Material:

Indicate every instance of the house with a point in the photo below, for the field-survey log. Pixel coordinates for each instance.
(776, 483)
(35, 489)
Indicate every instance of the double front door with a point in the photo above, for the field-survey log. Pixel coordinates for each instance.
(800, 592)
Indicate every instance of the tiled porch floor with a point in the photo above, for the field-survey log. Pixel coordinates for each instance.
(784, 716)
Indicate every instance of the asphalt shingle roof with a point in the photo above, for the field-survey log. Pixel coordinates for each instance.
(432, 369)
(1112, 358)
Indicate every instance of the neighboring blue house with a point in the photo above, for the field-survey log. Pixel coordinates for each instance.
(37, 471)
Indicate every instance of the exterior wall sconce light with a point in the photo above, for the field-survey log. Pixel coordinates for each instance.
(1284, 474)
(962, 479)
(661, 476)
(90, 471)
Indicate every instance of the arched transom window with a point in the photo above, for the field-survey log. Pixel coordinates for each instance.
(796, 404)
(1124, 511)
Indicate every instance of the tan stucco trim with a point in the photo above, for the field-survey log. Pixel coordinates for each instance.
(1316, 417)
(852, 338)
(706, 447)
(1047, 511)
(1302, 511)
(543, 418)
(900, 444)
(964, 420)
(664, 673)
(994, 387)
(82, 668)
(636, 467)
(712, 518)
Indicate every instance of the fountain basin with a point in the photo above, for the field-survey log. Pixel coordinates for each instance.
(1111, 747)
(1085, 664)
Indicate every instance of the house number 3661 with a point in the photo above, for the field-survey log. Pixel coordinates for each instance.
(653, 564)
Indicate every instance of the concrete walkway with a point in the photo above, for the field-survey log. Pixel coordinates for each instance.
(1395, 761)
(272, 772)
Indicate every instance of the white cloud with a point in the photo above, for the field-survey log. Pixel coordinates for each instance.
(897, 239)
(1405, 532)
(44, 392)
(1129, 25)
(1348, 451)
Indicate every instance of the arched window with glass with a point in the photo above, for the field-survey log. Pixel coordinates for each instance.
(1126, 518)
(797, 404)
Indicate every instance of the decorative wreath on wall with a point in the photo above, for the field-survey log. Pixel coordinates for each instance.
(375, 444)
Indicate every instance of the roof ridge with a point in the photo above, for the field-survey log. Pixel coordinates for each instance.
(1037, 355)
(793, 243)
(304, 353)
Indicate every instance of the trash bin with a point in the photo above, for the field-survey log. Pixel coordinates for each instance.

Aim of the task:
Quote each of the records above word for word, in the order they appear.

Solution to this exercise:
Indicate every instance of the house with a point in the photo below, for the field-survey log. Pixel coordinates for each instance.
(776, 483)
(35, 489)
Indicate every instance of the double front door with a point in the photo above, for the field-survey log. Pixel coordinates for each instance.
(800, 592)
Indicate every instance of the tiled porch floor with a point in the photo above, for the field-survey log. Pixel coordinates for each instance.
(784, 716)
Indicate every instance of the asphalt shingle roof with a point in the photo above, for the field-survey log. Pixel coordinates for each instance.
(432, 369)
(1112, 358)
Indicate every instance of the neighboring blue house with a point in the photo above, for the field-survey log. Pixel coordinates for each instance.
(37, 471)
Indicate every instance of the exterior wall sconce light with a point in the photo above, for the field-survey log. Pixel coordinates for each instance.
(1284, 474)
(962, 479)
(661, 476)
(90, 471)
Indicate every instance of the arched transom window with a point in the photo above, for the field-survey log. Pixel coordinates for each instance.
(796, 404)
(1124, 511)
Indicate every instance of the tan stucco trim with a point in the photo above, for the field-survey log. Pixel coordinates for each instance.
(1316, 417)
(852, 338)
(706, 447)
(1047, 511)
(1302, 511)
(543, 418)
(900, 444)
(964, 420)
(664, 673)
(994, 387)
(82, 668)
(636, 467)
(712, 518)
Indicate every instance of the fountain basin with a point in the photo above, for the field-survey log. Pixel coordinates for each instance.
(1111, 747)
(1085, 664)
Indicate every instance of the house number 3661 with a point in the photo above, for the field-survey log. Pixel coordinates for each instance.
(653, 564)
Indicate every instance of the concrete walkway with a point in the photo above, for the field-survey log. Pixel coordinates for each instance.
(1395, 761)
(272, 772)
Indicate every instance of the white cloud with a point in the photo above, for the field-survey log. Pixel coordinates for each instance.
(897, 239)
(1405, 532)
(44, 392)
(1129, 25)
(1348, 451)
Indicate every instance of the arched window with glass with a point in the photo above, for the field-survey log. Pixel coordinates for each instance.
(1126, 518)
(797, 404)
Indicate every instance of the decorative wreath on wall with a point in the photo above, for the field-survey log. Pixel coordinates for each instance.
(375, 444)
Indicate every instance of the roof ridge with a point in the photo above, for the field-survey log. Pixel coordinates for each instance.
(1037, 355)
(793, 243)
(304, 353)
Indicate every instance of the trash bin with a point in the photo above, for the field-survey log. Pixel coordinates for each instance.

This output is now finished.